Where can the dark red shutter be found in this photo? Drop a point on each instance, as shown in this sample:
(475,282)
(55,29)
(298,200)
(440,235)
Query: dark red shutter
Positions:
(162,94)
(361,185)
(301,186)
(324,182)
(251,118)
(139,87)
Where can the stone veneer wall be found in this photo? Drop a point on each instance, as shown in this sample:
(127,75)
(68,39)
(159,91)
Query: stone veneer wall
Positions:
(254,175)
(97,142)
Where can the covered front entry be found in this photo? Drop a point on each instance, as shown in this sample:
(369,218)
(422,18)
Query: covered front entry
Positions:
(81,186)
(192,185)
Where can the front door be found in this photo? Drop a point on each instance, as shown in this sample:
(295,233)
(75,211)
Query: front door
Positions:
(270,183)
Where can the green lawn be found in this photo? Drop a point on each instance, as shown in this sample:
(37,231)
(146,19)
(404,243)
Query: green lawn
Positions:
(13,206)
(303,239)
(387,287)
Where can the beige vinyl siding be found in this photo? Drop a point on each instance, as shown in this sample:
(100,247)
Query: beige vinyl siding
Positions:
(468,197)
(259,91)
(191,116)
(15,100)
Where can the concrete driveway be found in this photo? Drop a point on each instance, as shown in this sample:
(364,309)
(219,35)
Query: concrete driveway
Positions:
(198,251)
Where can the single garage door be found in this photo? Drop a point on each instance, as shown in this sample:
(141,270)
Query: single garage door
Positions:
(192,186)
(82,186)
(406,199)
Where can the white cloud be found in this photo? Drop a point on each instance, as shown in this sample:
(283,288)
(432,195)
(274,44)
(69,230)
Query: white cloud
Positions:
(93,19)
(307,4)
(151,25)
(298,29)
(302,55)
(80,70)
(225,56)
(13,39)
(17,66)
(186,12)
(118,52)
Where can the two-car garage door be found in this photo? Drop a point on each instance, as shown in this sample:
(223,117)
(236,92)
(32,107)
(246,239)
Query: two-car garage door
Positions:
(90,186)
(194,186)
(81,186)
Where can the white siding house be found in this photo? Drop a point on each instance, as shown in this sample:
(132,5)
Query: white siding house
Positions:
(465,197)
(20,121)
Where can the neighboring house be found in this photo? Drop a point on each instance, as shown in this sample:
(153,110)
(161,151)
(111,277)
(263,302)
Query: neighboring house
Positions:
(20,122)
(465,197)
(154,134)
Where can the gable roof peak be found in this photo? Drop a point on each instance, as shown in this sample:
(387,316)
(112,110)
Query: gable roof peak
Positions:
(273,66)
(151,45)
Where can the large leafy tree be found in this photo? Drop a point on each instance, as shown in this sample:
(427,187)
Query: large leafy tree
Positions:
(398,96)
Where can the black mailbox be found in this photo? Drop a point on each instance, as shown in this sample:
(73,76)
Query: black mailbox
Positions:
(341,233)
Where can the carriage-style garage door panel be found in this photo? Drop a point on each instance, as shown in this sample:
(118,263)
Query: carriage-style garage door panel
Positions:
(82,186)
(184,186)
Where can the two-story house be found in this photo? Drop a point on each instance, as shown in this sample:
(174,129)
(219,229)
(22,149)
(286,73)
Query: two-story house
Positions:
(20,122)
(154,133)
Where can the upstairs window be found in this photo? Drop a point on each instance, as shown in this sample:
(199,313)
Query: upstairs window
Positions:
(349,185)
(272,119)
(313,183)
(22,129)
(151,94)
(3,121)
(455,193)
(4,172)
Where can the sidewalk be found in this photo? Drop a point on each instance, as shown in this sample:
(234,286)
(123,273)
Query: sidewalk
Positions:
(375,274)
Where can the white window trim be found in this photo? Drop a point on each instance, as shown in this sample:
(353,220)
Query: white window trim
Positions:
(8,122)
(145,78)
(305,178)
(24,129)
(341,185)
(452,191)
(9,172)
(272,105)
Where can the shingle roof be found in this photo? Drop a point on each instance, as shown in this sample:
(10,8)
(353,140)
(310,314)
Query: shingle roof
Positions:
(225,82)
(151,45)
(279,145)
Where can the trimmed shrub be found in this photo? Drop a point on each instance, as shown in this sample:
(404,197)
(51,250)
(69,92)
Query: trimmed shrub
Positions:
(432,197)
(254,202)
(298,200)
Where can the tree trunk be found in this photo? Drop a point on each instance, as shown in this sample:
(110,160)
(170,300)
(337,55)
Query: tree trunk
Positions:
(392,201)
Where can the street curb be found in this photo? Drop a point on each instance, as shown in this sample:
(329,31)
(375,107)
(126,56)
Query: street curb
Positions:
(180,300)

...

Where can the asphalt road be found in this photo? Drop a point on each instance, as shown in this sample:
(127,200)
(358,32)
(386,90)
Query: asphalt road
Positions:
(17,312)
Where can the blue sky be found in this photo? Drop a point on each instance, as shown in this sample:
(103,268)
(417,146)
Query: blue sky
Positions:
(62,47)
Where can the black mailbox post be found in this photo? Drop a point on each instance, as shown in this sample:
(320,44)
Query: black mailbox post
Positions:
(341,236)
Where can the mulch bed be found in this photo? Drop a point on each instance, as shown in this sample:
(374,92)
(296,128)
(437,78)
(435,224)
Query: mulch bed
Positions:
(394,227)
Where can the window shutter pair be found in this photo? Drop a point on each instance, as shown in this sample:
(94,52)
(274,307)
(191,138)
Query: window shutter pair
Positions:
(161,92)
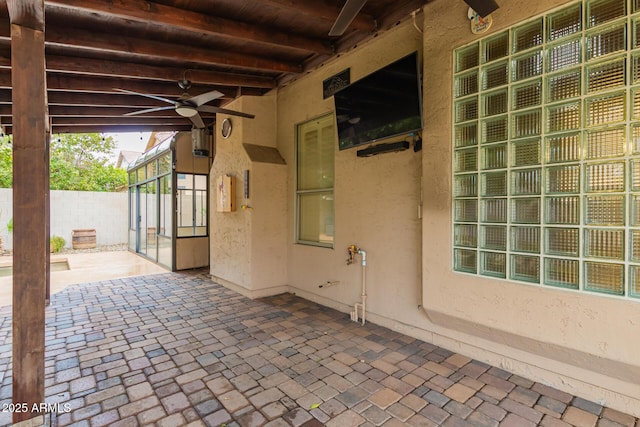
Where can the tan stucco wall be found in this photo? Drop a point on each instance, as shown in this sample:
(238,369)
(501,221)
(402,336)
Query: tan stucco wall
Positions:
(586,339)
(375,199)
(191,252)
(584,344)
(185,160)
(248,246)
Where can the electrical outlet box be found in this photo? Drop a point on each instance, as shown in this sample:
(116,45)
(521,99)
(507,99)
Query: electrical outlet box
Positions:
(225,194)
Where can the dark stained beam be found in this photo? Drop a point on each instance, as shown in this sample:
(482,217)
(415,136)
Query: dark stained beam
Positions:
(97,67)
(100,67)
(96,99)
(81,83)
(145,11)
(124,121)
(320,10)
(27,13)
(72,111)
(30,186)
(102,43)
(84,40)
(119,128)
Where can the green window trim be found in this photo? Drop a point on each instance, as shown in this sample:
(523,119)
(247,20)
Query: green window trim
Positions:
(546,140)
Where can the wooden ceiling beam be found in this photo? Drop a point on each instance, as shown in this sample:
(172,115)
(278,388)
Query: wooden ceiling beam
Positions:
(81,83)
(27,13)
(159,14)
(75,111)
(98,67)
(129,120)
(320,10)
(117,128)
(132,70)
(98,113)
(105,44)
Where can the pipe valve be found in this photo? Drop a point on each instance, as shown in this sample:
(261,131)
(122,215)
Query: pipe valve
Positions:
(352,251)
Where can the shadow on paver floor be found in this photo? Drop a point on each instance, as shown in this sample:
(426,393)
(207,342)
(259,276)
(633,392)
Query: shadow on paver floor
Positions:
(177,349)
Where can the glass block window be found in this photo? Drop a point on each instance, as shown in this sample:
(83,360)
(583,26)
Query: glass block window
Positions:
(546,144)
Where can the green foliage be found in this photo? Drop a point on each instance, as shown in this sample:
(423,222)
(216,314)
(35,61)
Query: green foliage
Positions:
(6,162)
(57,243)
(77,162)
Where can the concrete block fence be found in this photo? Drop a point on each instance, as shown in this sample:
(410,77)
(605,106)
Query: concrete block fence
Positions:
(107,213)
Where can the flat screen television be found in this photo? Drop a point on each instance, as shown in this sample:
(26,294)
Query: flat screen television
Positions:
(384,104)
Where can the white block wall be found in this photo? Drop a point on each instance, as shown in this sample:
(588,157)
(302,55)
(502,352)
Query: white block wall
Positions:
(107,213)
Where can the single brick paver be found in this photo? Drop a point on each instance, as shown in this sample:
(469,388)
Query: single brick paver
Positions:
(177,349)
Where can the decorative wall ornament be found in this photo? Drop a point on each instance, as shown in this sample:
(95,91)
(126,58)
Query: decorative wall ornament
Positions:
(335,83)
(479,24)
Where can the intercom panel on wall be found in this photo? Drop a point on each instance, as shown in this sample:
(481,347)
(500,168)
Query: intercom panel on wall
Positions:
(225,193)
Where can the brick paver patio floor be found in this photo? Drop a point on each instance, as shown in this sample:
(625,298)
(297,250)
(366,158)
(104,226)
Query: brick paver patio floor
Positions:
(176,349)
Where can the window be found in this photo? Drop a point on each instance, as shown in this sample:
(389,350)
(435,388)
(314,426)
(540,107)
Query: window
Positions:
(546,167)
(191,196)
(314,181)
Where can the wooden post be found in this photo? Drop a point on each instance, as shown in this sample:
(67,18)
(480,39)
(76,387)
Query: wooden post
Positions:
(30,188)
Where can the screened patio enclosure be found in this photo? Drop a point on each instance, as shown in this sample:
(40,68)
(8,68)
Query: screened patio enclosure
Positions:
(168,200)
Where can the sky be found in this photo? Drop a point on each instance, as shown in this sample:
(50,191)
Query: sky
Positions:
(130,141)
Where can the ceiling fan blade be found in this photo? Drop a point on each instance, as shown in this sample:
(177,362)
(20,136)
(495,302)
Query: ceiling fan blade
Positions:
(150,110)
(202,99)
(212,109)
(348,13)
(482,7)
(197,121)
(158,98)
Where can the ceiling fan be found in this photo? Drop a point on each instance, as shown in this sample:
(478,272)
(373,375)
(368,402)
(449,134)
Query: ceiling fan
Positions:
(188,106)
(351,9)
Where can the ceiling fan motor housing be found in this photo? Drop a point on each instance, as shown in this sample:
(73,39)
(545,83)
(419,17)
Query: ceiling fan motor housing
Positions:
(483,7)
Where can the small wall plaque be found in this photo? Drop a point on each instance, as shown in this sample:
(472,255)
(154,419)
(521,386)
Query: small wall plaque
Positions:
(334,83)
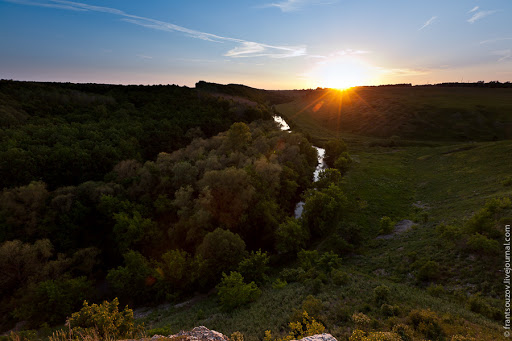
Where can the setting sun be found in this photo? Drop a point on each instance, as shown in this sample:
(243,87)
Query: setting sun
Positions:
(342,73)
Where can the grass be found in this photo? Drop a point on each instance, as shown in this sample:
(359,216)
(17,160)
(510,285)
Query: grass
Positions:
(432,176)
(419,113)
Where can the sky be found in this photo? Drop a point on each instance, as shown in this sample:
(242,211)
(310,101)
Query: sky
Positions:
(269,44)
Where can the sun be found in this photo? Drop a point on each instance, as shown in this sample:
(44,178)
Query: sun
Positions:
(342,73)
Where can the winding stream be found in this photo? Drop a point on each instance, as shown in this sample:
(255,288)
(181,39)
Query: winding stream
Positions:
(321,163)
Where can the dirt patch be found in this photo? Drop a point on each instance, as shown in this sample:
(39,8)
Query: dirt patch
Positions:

==

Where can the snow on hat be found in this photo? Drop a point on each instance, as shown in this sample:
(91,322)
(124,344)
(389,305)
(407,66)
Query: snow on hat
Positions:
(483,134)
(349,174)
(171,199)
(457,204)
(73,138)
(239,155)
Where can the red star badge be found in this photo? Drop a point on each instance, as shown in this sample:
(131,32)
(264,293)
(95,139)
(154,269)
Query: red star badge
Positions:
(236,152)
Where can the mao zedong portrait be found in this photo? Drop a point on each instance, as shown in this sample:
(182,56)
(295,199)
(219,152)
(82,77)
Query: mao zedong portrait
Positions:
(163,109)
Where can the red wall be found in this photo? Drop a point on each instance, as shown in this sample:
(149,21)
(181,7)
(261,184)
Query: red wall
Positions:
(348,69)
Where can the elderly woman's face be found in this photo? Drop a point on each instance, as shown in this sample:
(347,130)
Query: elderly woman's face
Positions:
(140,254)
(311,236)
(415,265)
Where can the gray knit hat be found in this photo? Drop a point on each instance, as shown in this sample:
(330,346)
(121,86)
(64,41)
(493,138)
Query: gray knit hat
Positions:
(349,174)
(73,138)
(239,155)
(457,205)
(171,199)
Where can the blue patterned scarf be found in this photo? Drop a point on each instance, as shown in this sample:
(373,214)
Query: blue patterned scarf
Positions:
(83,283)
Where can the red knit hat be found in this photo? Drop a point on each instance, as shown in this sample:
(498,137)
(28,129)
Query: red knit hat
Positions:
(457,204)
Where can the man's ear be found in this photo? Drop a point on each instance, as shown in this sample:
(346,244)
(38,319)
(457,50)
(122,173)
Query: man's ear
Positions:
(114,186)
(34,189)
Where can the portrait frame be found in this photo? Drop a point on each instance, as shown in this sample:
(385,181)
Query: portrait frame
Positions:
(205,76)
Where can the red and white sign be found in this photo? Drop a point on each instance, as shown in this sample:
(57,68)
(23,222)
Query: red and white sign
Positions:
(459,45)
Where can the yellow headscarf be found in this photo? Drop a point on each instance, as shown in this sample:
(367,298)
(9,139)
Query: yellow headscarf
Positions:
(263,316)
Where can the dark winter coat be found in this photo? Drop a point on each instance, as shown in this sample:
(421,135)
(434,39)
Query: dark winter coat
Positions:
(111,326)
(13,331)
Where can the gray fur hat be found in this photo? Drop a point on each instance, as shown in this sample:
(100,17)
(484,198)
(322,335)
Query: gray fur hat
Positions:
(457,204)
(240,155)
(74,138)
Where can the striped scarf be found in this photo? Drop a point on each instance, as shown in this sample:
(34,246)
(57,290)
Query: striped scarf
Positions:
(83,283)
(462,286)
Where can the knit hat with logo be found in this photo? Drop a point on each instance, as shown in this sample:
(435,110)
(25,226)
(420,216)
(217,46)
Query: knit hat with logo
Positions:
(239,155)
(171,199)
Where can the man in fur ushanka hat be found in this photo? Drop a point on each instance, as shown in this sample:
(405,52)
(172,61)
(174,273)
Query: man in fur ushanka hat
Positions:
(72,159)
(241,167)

#### EXERCISE INSTRUCTIONS:
Locate every one of the lines above that contains the word "story", and copy each such line in full.

#### TASK ANSWER:
Where can the two-story house be found in this photo? Drop a point on each instance, as shown in this sample:
Query: two-story house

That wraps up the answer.